● **Short task 1**
Do these statements agree with the opinion piece on torture: (a) the photo shows Senator Dianne Feinstein delivering her committee’s report, (b) the writer admits needing a history lesson, and (c) Dick Cheney made his argument on Sunday talk shows? Answer yes or no for each, quoting the deciding words of the text.
● **Short task 2**
Return the passage of the opinion piece on torture that begins at the words "Torture is wrong: Period" and stops after "step with him.", copied word for word.

● **Selected excerpt**
────────

Torture is wrong: Period

Photo above: Senator Dianne Feinstein (D-CA) delivering her committee’s report on the CIA’s use of torture. (YouTube)

Let me start by saying I am not in serious need of a history lesson. Torture advocates toss that around liberally when defending the CIA’s use of torture because they have no other recourse. They can’t really defend using torture as being humane, ore even practical. So they use the horrors of 9-11 to justify torturing other human beings because … why? What they did is, in their eyes, so much worse than torturing people?

Former Vice President Dick Cheney used that canard on several of the Sunday talk shows and his Conservative sycophants have fallen in step with him.

To suggest that those of us who object to our nation resorting to torture have somehow forgotten the horror of 9-11 is absolutely, insanely arrogant — or stupid. Really, you think we, who lived through those days, have forgotten? If you believe that you are either extremely arrogant and full of yourself — or you are a clueless buffoon.

────────

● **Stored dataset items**
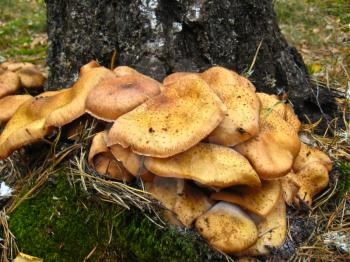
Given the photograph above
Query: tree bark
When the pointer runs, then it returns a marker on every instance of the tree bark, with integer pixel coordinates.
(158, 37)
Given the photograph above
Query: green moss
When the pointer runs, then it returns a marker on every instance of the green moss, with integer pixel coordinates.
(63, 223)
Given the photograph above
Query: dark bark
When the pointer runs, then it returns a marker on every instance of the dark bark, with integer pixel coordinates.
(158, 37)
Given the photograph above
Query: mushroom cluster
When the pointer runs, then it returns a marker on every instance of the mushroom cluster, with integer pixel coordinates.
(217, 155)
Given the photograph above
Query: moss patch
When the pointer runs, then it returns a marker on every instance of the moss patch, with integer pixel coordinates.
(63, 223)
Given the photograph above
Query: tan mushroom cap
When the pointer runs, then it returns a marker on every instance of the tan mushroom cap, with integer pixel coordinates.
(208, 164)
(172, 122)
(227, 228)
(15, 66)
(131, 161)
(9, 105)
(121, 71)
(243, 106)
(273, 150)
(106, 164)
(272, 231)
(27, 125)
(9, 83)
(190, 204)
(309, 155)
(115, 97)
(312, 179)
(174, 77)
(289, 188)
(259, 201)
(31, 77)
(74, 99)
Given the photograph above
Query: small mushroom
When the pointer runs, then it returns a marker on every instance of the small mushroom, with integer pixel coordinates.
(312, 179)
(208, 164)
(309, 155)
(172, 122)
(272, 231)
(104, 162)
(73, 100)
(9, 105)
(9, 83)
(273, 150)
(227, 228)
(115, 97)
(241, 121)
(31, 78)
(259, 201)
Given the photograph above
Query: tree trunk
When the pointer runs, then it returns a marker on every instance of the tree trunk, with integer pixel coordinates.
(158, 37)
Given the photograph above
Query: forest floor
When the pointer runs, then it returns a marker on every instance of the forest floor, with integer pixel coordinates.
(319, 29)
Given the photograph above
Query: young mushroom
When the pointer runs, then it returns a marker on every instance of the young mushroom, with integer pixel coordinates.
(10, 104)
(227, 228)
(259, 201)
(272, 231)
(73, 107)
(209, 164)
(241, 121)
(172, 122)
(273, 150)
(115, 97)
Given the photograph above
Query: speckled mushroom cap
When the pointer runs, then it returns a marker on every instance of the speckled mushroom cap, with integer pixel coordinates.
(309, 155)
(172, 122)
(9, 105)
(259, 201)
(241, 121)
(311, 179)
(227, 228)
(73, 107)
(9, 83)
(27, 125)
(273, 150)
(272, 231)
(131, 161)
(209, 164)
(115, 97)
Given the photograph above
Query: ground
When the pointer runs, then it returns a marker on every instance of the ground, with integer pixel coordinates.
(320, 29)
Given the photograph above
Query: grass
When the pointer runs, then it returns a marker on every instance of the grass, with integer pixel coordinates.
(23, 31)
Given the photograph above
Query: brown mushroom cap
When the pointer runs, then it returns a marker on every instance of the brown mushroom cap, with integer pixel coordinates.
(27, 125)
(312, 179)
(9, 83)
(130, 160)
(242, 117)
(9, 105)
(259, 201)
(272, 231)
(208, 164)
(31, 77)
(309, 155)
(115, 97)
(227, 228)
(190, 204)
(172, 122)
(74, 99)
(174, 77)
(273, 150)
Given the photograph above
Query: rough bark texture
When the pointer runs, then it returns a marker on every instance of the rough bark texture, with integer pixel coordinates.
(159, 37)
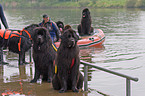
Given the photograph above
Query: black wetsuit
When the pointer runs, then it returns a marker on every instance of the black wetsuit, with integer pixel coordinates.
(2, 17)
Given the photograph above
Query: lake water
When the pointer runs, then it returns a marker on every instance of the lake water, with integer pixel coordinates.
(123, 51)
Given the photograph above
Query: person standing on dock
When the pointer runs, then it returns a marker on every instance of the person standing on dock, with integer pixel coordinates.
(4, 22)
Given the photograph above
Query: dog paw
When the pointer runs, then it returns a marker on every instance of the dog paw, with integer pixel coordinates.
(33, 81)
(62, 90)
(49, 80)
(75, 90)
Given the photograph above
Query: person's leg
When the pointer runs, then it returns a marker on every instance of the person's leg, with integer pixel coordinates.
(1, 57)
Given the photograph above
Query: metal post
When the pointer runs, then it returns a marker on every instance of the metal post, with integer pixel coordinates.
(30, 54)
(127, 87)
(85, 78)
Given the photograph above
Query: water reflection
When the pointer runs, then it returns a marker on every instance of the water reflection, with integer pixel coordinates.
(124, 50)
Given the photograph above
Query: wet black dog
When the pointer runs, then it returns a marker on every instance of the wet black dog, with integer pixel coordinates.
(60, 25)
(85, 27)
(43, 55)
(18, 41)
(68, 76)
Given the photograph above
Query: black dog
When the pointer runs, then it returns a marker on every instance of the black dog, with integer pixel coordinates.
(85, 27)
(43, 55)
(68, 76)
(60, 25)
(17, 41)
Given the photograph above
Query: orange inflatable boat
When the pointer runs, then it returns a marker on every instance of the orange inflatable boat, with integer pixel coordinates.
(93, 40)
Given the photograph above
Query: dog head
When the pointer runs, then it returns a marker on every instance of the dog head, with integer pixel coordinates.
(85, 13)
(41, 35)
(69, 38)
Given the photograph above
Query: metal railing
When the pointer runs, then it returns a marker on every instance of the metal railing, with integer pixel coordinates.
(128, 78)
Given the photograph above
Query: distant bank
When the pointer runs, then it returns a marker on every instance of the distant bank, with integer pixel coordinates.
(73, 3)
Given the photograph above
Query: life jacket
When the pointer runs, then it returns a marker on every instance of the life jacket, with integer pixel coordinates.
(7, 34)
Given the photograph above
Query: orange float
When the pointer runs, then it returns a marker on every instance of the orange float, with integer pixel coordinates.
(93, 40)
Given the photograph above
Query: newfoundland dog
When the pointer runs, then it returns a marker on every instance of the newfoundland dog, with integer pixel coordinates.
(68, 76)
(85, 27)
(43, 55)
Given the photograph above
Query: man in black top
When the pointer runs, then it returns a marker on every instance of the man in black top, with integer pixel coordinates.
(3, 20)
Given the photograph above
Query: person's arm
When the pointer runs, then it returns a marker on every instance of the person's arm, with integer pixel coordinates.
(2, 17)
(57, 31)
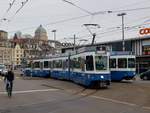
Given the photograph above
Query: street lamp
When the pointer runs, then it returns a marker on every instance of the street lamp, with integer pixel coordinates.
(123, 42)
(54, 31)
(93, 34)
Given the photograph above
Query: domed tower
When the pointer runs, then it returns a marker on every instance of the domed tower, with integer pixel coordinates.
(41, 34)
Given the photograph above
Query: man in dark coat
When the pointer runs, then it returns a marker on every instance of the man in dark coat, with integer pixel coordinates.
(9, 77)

────────

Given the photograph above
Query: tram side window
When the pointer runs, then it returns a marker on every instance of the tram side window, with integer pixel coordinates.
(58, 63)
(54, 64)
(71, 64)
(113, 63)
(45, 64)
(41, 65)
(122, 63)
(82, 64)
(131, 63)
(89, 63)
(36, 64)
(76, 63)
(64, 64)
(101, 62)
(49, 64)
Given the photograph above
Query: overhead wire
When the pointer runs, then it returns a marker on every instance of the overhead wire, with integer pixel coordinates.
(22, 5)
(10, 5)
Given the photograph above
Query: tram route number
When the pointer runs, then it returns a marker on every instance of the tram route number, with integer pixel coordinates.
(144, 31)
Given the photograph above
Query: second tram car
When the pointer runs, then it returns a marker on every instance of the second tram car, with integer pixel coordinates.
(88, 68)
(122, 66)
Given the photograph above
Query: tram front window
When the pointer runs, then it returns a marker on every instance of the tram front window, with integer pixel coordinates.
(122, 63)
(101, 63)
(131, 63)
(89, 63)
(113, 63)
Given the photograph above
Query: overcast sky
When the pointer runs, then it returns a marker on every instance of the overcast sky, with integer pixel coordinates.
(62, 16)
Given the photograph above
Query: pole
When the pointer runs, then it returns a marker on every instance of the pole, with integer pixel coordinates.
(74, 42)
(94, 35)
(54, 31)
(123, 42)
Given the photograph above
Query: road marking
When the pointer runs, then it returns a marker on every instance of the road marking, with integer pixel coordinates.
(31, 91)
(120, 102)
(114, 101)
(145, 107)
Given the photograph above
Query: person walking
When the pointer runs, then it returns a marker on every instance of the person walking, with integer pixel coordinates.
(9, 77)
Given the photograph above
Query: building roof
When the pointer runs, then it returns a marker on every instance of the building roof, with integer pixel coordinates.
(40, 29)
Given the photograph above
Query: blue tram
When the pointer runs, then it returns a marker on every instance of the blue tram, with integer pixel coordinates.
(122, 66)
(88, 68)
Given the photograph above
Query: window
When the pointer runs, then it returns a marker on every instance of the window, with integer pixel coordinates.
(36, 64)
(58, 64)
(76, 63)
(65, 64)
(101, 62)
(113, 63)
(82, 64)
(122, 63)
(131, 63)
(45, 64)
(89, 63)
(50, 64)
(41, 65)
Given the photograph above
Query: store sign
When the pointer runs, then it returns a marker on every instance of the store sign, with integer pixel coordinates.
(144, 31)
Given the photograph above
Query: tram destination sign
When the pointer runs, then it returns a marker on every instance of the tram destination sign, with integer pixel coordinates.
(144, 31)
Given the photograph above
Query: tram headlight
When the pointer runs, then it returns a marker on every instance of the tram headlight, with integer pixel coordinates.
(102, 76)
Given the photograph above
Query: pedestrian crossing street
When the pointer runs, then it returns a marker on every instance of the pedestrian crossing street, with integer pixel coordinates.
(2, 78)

────────

● **Task answer 1**
(a) Yes: "Senator Dianne Feinstein (D-CA) delivering her committee’s report on the CIA’s use of torture."
(b) No: "I am not in serious need of a history lesson."
(c) Yes: "Former Vice President Dick Cheney used that canard on several of the Sunday talk shows"

● **Task answer 2**
Torture is wrong: Period

Photo above: Senator Dianne Feinstein (D-CA) delivering her committee’s report on the CIA’s use of torture. (YouTube)

Let me start by saying I am not in serious need of a history lesson. Torture advocates toss that around liberally when defending the CIA’s use of torture because they have no other recourse. They can’t really defend using torture as being humane, ore even practical. So they use the horrors of 9-11 to justify torturing other human beings because … why? What they did is, in their eyes, so much worse than torturing people?

Former Vice President Dick Cheney used that canard on several of the Sunday talk shows and his Conservative sycophants have fallen in step with him.